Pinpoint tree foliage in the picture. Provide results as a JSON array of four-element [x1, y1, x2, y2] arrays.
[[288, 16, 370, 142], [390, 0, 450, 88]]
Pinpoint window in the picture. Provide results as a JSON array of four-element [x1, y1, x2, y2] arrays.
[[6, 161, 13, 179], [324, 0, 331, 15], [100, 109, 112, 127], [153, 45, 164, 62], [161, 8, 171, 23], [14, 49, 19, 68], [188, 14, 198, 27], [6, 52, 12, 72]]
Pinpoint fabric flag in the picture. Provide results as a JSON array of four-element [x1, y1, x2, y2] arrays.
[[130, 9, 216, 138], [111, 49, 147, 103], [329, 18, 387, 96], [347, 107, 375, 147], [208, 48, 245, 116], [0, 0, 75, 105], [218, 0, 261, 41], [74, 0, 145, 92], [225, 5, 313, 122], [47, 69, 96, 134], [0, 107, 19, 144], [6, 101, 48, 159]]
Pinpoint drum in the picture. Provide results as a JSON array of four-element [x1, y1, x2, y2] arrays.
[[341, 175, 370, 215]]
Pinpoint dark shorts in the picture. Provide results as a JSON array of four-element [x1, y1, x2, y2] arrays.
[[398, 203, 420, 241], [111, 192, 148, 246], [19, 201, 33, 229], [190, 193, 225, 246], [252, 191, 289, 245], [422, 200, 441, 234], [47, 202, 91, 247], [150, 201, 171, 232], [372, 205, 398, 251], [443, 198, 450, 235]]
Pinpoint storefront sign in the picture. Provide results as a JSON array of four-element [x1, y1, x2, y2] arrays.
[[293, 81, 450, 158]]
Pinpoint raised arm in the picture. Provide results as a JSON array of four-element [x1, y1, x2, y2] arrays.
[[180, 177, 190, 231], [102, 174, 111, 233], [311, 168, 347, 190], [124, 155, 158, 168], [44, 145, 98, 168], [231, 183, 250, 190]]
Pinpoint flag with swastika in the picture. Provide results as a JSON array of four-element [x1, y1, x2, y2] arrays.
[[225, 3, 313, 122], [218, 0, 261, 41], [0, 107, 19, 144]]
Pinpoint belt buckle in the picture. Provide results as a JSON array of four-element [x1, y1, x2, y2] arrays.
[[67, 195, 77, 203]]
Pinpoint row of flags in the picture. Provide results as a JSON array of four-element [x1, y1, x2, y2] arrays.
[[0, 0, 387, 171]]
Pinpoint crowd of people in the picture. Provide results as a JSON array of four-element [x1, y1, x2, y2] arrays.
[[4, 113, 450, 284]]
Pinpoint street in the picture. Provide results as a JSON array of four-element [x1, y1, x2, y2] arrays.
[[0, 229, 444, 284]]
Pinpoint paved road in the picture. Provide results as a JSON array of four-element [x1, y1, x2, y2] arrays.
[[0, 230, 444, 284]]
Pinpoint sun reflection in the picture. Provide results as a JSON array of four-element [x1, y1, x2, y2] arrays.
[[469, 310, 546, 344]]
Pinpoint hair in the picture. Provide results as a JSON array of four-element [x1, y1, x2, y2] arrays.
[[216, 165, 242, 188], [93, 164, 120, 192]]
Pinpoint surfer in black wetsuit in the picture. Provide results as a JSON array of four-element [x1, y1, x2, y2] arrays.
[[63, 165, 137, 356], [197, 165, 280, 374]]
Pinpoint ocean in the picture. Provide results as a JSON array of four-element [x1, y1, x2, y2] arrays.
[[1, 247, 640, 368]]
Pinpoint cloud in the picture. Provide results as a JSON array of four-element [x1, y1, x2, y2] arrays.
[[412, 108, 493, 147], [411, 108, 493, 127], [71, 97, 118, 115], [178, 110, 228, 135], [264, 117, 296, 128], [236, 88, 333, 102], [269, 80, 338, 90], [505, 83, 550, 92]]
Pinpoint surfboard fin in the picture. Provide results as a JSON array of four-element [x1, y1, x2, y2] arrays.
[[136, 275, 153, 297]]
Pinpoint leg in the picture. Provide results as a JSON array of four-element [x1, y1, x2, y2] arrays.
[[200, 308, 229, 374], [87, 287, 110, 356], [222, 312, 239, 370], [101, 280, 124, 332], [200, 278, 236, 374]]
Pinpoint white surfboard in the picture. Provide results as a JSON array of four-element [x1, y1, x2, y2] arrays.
━━━━
▶ **Aufgabenziel**: Ersetze in sämtlichen Datensätzen oben „Pinpoint“ durch „Locate“. Alle übrigen Zeilen bleiben unverändert.

▶ **Aufgabenlösung**:
Locate tree foliage in the picture. Provide results as a JSON array of four-element [x1, y1, x2, y2] arrays.
[[288, 16, 370, 142], [390, 0, 450, 88]]
Locate window in the picture. Provide results as a JSON array of four-element [x1, y1, x2, y2] arrays.
[[6, 161, 13, 179], [324, 0, 331, 15], [100, 109, 112, 127], [153, 45, 164, 62], [161, 8, 171, 23], [14, 49, 19, 68], [188, 14, 198, 27], [6, 52, 12, 72]]
Locate fabric flag in the picture. Provide results as a JSON array of four-element [x1, y1, x2, y2] arrays.
[[130, 9, 216, 138], [111, 49, 147, 103], [329, 18, 387, 96], [347, 107, 375, 147], [208, 48, 245, 116], [0, 0, 75, 105], [218, 0, 261, 41], [74, 0, 145, 92], [225, 5, 313, 122], [47, 69, 96, 134], [0, 107, 19, 144], [6, 101, 48, 159]]
Locate drum in the picture. Provide results as a JSON array of four-element [x1, y1, x2, y2] arrays.
[[341, 175, 370, 215]]
Locate dark shorts in the picture. Provide results as a JSON array of four-element [x1, y1, x2, y2] arrays.
[[398, 203, 420, 241], [111, 192, 148, 246], [19, 201, 33, 229], [190, 193, 225, 246], [252, 191, 289, 245], [422, 200, 441, 234], [47, 202, 91, 247], [150, 201, 171, 232], [372, 205, 398, 251], [443, 198, 450, 235]]
Locate storefront sign in the picture. Provide results as a JSON array of four-element [x1, y1, x2, y2] arrays.
[[293, 81, 450, 158]]
Locate raised arm in the picture. Provide results as a JSON array of four-element [x1, y1, x2, y2] arrays.
[[180, 177, 190, 231], [102, 174, 111, 233], [311, 168, 347, 190], [124, 155, 158, 168], [44, 145, 98, 168], [231, 183, 250, 190]]
Locate flag with swastika in the picture. Provide results as a JSON array of four-element [x1, y1, x2, y2] arrays.
[[225, 3, 313, 122], [218, 0, 261, 41], [0, 107, 19, 144]]
Locate belt buckle in the picture. Provide results as a JSON array of four-element [x1, y1, x2, y2] arrays.
[[67, 195, 77, 203]]
Locate row of flags in the picture. Provide results as a JSON array of four-element [x1, y1, x2, y2] arrays.
[[0, 0, 387, 171]]
Locate crowd of people in the picture. Provide results as a JSON array of four-element [x1, y1, x2, y2] arrays.
[[4, 113, 450, 284]]
Locate street in the picture. Provide results as a JSON array of four-element [x1, y1, x2, y2] arrays.
[[0, 229, 444, 284]]
Locate paved road in the picture. Provide results as a JSON array of four-element [x1, y1, x2, y2] arrays.
[[0, 230, 444, 284]]
Locate sun reflection in the picture. Provide results as a JSON array of four-element [x1, y1, x2, y2] arrays.
[[469, 310, 546, 344]]
Locate hair in the picture. Provide results as a JSON array of four-element [x1, y1, x2, y2] arrays.
[[216, 165, 242, 188], [93, 164, 120, 192]]
Locate surfer in black wetsuit in the picture. Provide results as a JSON array of four-element [x1, y1, x2, y2] arrays.
[[63, 165, 137, 356], [197, 165, 280, 374]]
Locate ocean in the picture. Provide results as a JSON array of four-element [x1, y1, x2, y2] arrays.
[[1, 247, 640, 368]]
Locate cloud in the picture. Provide results as a JSON array of four-element [x1, y1, x2, y2] arrays.
[[412, 108, 493, 147], [411, 108, 493, 127], [71, 97, 118, 115], [178, 110, 228, 135], [264, 117, 296, 128], [236, 88, 333, 102], [269, 80, 338, 90], [505, 83, 550, 92]]
Locate surfboard fin in the picture. Provide results as a JSON array of four-element [x1, y1, x2, y2] arrays.
[[136, 275, 153, 297]]
Locate leg in the picture. Provide results as a JSON array of four-element [x1, y1, x2, y2] arrays.
[[200, 308, 229, 374], [87, 287, 110, 356], [222, 312, 239, 370], [101, 280, 124, 332], [200, 278, 236, 374]]
Locate white surfboard in the picture. Provide results as a JSON array of four-element [x1, y1, x2, y2] arrays.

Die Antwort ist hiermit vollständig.